◆ Task to complete
Nothing but the lines from the one containing "point: knobby tire" to the end of the data should be returned, each exactly as written.

--- start of Recorded data ---

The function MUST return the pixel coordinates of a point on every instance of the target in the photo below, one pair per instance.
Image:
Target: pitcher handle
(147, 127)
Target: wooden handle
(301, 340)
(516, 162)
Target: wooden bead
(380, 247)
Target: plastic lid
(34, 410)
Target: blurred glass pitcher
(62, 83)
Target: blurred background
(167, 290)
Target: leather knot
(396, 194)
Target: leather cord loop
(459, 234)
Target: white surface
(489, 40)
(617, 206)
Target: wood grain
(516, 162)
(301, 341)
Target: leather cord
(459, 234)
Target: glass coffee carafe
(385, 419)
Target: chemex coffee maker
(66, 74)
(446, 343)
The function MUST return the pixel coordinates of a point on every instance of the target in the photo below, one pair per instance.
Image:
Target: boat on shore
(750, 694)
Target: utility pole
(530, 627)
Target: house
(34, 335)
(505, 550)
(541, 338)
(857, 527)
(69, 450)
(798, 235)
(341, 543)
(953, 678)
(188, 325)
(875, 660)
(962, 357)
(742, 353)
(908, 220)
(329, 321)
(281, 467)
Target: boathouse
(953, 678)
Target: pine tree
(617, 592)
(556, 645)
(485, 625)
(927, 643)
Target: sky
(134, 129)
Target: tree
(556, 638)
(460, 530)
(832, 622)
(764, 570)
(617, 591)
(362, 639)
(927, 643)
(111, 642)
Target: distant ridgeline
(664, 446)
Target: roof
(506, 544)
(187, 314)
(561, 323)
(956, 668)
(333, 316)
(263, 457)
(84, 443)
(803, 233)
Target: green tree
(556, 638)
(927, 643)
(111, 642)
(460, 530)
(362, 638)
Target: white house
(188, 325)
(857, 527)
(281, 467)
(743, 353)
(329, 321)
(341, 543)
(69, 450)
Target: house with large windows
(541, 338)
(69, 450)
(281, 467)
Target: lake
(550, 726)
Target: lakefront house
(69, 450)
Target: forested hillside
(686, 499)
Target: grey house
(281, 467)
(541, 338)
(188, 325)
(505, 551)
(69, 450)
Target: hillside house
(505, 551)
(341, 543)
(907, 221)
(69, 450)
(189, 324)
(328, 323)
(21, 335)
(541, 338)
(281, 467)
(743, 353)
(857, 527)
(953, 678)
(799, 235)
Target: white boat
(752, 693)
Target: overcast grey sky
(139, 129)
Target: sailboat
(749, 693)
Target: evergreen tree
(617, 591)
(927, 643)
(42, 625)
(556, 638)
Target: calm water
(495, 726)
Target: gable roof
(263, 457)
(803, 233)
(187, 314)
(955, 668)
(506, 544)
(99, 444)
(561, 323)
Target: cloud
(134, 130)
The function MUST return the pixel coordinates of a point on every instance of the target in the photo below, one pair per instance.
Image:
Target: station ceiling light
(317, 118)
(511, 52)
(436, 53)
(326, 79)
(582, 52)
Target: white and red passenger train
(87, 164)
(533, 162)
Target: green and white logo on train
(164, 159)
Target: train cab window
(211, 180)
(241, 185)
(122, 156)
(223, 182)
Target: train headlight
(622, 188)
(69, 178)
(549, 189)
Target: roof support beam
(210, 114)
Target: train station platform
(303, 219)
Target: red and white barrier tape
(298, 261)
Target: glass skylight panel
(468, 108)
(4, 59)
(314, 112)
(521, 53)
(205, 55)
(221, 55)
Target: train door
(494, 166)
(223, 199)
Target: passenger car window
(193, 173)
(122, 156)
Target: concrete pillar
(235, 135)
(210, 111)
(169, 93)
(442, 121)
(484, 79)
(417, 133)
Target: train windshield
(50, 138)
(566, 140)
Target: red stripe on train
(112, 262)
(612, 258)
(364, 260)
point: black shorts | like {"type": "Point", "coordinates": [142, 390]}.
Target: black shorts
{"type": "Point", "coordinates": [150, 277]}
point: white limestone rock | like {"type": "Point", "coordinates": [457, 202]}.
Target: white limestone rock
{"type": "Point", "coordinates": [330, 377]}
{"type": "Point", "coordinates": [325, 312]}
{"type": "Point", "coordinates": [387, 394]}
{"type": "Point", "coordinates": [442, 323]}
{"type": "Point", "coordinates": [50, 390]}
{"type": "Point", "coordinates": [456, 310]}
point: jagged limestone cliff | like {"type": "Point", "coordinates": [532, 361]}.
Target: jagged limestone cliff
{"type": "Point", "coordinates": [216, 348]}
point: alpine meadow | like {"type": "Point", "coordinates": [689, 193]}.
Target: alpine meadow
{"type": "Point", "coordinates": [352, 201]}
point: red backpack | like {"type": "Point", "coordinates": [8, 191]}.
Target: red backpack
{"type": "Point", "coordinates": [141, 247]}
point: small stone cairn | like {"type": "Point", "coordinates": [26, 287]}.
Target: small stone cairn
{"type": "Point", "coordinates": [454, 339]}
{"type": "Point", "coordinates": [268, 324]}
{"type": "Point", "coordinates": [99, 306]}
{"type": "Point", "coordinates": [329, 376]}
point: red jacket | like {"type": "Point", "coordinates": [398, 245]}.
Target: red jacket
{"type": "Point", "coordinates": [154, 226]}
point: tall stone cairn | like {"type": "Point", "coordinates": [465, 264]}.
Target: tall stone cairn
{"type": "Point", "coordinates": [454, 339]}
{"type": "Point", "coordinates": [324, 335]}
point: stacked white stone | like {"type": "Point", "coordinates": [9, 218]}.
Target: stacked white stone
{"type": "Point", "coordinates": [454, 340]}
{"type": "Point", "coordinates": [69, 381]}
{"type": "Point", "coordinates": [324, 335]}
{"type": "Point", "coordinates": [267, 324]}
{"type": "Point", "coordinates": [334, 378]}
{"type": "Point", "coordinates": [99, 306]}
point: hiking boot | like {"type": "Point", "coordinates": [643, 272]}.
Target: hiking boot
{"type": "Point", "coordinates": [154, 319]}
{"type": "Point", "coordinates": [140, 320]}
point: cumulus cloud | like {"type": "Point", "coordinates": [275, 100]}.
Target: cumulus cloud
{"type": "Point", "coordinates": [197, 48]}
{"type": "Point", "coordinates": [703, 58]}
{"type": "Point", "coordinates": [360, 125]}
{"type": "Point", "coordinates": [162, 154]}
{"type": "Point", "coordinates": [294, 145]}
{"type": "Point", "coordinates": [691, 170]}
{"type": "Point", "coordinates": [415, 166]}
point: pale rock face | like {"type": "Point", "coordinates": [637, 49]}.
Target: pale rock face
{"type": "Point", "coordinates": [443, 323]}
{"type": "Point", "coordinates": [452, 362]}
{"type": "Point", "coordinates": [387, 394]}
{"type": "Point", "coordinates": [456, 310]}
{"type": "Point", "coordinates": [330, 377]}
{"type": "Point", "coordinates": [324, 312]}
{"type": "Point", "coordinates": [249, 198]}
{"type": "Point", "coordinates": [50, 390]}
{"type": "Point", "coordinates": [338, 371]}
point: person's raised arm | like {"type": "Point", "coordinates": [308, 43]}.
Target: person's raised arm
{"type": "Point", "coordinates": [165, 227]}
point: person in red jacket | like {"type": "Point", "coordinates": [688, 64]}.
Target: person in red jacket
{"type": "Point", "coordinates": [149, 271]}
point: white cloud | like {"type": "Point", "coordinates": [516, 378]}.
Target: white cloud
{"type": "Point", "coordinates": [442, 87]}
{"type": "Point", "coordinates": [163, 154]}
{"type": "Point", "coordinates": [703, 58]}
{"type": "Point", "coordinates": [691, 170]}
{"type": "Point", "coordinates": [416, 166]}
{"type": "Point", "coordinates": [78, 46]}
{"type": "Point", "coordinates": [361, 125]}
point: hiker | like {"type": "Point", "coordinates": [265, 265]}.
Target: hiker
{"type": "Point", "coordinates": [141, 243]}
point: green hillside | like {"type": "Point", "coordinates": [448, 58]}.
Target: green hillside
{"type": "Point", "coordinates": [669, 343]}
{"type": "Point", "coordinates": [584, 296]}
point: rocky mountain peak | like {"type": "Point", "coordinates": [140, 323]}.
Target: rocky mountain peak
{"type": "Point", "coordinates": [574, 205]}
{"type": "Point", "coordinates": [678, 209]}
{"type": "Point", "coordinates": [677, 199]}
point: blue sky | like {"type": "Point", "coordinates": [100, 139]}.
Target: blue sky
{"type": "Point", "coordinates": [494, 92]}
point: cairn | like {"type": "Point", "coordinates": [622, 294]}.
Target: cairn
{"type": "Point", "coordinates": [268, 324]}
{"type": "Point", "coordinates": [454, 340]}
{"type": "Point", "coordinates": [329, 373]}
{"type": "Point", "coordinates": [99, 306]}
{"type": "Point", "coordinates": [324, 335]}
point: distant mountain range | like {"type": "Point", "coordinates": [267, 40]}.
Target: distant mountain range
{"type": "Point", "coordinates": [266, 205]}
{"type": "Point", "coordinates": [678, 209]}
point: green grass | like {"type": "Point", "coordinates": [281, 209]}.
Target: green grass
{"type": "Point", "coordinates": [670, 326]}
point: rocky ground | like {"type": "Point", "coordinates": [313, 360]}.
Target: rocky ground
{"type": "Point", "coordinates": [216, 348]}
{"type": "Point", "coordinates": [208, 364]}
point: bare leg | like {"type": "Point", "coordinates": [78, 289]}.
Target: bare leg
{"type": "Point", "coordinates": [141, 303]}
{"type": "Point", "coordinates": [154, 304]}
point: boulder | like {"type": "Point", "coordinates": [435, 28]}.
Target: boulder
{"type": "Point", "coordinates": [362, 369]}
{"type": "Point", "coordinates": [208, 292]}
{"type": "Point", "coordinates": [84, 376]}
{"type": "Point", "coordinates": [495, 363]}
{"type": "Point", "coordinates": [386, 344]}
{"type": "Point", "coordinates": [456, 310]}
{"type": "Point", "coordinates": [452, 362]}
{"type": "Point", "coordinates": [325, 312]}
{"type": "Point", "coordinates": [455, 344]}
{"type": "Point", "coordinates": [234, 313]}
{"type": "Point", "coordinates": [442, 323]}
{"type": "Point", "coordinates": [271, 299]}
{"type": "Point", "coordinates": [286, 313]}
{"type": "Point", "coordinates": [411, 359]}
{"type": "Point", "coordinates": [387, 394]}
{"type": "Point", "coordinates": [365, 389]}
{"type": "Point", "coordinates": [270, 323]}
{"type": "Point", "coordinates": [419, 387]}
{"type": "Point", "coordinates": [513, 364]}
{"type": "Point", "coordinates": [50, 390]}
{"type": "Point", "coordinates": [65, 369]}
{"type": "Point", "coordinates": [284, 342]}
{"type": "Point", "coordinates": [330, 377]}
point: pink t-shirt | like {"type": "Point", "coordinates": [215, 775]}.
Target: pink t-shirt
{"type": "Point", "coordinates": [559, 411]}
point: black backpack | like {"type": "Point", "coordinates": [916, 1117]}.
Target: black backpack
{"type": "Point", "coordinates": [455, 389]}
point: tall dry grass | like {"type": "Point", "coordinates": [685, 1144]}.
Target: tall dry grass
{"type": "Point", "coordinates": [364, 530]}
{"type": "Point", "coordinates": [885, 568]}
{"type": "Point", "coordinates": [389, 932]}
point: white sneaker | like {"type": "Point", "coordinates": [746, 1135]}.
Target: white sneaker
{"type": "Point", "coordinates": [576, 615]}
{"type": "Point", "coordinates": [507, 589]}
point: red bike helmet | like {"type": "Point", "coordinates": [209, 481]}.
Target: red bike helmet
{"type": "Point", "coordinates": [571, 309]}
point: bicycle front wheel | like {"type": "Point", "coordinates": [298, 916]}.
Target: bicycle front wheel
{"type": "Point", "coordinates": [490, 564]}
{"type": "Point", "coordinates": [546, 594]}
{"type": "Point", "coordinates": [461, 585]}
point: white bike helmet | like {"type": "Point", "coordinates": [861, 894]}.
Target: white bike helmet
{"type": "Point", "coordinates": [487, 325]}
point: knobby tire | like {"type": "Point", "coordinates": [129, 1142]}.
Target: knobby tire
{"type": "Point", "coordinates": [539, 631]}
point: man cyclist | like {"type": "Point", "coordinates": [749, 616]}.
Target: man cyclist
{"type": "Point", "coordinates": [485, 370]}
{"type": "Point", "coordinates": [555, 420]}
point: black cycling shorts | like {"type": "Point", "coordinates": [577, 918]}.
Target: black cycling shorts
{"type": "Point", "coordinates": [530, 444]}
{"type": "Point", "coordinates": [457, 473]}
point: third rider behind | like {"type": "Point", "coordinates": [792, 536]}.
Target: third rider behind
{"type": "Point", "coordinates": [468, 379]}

--- end of Recorded data ---

◆ Answer to the problem
point: knobby tire | like {"type": "Point", "coordinates": [129, 1142]}.
Target: knobby tire
{"type": "Point", "coordinates": [539, 631]}
point: man cyclist | like {"type": "Point", "coordinates": [749, 616]}.
Target: man cyclist
{"type": "Point", "coordinates": [485, 370]}
{"type": "Point", "coordinates": [555, 420]}
point: black cycling shorts | like {"type": "Point", "coordinates": [577, 918]}.
Target: black cycling shorts
{"type": "Point", "coordinates": [530, 444]}
{"type": "Point", "coordinates": [457, 473]}
point: third rider behind | like {"type": "Point", "coordinates": [792, 536]}.
Target: third rider behind
{"type": "Point", "coordinates": [468, 379]}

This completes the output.